··· SELECTED EXCERPT ···
(3 minutes read)
- Ugandan authorities may legally mandate people to undergo vaccination to protect against spread of Covid-19 and its variants
- It is  seeking to legally mandate vaccines in draft legislation aimed at boosting the East African country’s drive to inoculate more people against COVID-19
- The proposed bill calls for a six-month jail term for failure to comply with vaccination requirements during disease outbreaks
Ugandan authorities may legally mandate people to undergo vaccination to protect against spread of Covid-19 and its variants. It is  seeking to legally mandate vaccines in draft legislation aimed at boosting the East African country’s drive to inoculate more people against COVID-19.
The proposed bill calls for a six-month jail term for failure to comply with vaccination requirements during disease outbreaks. The proposed legislation will be subjected to severe scrutiny. Many citizens and pollical parties are supporting the move, while there are views against making it mandatory.
Attempts by Ugandan officials in recent months to enforce limited mandates could not yield any results. A vaccine requirement for people using public transport faced opposition from operators. Bars and restaurants have returned to business after an extended lockdown. But they give only scant attention to safety measures.
Uganda destroyed more than 400,000 vaccine doses after they expired before being used. That’s a considerable loss to a government that has administered only about 12.7 million doses. The government is committed to cover at least half of its 44 million people.
President Yoweri Museveni had warned last year that local officials would be held accountable for any expired doses, That has put pressure on them to administer substantial batches of vaccines that often arrived with looming expiration dates.
···
**WORK ITEM**. According to the news item above on Uganda's vaccine bill, what jail term does the proposed legislation set for failing to comply with vaccination requirements during disease outbreaks?
··· DATA FOR REVIEW ···
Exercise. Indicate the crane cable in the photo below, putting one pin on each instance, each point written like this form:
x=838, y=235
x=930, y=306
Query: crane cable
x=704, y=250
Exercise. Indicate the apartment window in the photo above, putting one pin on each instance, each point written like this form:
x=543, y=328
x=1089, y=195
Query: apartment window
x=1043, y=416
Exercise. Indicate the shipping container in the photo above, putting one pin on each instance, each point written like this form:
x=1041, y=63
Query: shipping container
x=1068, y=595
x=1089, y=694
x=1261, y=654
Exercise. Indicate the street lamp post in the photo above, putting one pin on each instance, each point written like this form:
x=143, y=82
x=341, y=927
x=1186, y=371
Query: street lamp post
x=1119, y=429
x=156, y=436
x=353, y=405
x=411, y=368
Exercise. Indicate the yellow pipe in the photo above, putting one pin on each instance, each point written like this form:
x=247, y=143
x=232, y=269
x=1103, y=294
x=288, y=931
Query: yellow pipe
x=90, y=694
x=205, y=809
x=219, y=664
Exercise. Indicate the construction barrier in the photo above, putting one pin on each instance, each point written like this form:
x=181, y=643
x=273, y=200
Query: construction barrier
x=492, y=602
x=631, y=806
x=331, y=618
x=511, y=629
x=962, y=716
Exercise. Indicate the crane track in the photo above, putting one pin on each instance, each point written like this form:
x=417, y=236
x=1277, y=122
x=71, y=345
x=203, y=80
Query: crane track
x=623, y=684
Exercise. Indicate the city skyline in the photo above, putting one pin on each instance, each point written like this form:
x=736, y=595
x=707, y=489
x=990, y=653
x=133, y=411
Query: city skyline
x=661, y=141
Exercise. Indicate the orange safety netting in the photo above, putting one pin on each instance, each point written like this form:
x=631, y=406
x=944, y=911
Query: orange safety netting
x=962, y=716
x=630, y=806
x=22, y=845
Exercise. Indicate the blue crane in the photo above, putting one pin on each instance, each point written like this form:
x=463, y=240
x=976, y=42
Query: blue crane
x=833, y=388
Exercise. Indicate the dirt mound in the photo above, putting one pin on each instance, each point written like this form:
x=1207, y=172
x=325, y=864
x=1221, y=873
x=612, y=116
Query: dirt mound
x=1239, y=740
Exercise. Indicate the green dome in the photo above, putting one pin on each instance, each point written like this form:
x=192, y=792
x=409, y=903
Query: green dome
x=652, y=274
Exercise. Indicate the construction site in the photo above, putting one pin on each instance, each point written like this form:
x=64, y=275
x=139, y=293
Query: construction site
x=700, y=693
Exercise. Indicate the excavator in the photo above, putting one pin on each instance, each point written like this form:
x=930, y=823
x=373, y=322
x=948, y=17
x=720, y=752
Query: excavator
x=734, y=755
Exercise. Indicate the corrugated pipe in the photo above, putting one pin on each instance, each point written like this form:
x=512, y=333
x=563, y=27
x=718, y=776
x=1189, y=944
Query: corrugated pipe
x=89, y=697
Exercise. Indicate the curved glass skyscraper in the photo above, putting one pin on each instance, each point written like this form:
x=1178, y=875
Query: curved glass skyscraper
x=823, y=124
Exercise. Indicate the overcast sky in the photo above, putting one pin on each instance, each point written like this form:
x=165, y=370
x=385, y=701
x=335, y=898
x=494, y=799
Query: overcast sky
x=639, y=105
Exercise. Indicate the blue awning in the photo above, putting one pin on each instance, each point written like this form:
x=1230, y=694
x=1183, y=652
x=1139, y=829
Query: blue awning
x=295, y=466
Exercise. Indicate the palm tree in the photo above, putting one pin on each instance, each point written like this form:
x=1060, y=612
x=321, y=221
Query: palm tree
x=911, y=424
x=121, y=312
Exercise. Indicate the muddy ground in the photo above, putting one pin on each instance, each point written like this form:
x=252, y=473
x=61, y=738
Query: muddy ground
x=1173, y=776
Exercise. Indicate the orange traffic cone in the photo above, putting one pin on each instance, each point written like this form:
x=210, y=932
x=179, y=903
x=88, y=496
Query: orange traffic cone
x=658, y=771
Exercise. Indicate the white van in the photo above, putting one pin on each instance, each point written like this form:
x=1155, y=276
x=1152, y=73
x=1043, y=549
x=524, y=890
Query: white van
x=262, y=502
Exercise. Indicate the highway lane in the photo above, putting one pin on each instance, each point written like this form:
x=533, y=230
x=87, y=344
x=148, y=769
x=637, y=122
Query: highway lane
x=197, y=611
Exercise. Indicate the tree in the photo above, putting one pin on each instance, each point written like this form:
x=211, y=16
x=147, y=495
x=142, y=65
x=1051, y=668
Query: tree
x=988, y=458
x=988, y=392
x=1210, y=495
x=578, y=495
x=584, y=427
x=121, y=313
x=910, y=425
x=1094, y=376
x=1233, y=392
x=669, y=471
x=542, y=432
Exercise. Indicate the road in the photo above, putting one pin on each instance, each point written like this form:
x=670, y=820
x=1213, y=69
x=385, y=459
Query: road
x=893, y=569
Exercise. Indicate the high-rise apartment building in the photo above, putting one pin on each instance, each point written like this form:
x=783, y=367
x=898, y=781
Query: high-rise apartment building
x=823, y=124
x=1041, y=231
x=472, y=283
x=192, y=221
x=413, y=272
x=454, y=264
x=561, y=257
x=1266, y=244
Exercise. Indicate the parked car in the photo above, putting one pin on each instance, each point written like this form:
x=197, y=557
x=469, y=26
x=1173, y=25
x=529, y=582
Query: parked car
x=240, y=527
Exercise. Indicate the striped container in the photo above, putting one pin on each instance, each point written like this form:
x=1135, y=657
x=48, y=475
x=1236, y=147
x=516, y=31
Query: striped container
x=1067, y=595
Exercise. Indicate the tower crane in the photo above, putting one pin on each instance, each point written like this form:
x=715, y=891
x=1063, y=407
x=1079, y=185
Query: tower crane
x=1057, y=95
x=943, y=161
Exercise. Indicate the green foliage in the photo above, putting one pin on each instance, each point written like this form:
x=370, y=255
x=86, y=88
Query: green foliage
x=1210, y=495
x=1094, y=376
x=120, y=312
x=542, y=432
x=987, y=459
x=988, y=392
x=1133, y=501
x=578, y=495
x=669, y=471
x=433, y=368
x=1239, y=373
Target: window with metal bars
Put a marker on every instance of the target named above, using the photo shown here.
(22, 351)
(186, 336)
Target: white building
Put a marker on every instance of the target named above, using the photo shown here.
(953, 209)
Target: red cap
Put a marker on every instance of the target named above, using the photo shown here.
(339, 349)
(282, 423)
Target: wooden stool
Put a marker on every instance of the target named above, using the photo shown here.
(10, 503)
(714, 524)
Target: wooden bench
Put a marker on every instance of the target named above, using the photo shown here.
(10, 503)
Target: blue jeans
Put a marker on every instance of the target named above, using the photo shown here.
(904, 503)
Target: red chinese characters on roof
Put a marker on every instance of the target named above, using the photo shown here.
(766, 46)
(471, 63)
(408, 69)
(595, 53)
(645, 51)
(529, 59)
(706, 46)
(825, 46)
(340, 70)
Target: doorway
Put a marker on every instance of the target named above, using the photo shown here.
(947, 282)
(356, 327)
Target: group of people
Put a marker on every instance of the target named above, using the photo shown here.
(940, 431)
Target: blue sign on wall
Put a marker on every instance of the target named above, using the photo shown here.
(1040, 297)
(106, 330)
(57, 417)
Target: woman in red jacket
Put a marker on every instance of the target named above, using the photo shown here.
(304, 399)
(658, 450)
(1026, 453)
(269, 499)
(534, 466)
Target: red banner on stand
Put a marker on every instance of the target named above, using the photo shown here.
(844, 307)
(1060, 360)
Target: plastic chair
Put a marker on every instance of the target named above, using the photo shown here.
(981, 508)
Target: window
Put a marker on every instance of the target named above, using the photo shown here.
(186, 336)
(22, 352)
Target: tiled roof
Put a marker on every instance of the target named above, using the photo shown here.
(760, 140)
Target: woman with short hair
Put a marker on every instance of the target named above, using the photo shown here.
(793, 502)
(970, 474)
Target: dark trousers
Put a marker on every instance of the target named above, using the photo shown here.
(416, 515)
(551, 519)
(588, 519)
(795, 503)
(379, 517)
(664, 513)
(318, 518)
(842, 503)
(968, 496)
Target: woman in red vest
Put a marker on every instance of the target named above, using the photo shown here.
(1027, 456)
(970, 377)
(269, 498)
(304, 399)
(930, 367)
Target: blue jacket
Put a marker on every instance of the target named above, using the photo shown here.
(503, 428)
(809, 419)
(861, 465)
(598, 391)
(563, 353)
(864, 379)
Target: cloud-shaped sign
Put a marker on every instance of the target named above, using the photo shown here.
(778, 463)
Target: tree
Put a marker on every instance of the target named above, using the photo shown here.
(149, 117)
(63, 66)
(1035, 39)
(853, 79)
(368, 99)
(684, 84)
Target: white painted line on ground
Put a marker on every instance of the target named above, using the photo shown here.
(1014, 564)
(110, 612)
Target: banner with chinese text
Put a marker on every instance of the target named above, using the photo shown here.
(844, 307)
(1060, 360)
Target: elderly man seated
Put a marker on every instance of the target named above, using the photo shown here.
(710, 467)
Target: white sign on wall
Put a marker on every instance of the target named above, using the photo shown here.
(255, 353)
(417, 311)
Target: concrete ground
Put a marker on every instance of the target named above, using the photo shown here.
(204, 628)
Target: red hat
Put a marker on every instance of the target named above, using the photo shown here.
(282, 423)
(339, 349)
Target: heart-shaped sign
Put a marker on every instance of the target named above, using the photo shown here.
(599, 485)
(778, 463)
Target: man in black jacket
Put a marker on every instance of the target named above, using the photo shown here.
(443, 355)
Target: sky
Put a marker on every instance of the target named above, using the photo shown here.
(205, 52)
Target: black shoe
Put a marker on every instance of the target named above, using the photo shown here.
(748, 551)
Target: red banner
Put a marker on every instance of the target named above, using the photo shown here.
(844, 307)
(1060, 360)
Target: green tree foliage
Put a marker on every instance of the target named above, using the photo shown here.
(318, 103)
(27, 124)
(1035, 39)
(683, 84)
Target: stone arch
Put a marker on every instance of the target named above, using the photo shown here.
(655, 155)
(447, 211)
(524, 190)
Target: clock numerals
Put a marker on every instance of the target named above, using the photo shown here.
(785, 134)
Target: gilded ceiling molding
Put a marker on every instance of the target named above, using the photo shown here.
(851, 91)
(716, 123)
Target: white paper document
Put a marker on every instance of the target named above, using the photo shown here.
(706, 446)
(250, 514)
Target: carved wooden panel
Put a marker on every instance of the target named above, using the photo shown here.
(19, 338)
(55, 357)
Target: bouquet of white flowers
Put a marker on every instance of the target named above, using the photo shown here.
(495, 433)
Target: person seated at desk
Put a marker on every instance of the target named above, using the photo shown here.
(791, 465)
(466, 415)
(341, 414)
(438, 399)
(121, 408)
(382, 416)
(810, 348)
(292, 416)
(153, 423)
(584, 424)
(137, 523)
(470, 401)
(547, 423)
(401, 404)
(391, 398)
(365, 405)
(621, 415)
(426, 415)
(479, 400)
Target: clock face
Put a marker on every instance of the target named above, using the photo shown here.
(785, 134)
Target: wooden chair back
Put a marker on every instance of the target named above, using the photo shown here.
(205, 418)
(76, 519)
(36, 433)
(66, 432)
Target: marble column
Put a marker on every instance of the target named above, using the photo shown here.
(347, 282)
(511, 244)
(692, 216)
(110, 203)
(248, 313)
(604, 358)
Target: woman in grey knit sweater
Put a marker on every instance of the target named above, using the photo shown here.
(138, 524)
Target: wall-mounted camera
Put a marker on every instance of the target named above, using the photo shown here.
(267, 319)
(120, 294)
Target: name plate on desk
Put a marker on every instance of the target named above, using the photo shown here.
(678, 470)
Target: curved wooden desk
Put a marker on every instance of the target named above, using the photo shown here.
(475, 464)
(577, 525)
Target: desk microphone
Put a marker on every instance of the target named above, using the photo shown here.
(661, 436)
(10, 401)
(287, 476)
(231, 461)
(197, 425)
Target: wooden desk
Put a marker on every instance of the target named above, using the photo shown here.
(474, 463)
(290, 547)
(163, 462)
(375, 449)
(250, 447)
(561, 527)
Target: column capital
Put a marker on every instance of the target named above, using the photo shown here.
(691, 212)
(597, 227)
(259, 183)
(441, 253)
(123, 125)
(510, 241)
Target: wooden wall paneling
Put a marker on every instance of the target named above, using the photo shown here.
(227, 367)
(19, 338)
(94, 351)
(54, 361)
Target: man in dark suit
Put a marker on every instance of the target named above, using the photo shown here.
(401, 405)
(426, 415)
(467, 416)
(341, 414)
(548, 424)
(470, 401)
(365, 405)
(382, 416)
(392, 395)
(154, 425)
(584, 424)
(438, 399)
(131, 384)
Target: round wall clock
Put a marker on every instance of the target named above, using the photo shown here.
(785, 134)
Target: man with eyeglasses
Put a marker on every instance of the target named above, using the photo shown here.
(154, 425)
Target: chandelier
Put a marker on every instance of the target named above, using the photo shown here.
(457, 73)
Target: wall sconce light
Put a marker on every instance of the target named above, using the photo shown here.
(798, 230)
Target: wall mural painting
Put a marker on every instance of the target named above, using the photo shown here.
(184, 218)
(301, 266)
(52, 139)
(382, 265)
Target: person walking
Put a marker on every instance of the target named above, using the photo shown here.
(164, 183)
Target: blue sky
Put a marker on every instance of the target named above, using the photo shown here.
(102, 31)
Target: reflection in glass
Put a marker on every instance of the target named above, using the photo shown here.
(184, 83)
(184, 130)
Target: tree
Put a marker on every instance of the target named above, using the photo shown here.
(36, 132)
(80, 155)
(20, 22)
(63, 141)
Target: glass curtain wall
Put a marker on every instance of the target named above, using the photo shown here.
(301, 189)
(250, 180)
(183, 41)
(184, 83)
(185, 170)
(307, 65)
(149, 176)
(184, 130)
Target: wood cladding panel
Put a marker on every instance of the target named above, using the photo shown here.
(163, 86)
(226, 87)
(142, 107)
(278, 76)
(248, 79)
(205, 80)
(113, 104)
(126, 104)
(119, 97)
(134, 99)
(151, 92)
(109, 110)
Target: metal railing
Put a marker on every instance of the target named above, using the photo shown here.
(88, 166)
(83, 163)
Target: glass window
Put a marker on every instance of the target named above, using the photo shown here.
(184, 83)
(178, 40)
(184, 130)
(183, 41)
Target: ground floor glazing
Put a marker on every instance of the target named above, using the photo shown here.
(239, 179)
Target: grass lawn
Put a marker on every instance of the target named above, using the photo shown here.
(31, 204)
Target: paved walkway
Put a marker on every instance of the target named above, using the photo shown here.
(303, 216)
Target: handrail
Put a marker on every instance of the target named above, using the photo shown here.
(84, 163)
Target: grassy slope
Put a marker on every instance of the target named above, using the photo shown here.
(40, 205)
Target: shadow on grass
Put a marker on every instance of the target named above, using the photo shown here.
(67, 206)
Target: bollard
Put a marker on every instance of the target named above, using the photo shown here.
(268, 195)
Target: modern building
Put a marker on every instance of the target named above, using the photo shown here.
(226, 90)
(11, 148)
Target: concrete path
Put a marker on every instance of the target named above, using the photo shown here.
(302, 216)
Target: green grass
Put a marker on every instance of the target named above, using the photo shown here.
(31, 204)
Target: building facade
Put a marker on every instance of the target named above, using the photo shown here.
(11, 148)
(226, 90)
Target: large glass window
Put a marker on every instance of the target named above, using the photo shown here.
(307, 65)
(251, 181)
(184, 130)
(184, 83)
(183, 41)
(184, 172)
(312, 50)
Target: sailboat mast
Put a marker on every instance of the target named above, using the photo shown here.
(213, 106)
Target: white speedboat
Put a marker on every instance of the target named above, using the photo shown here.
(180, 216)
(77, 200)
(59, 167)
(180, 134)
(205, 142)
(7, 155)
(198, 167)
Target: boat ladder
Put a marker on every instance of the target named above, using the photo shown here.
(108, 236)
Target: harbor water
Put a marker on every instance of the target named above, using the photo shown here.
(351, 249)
···
**FINISHED EXERCISE**. A six-month jail term.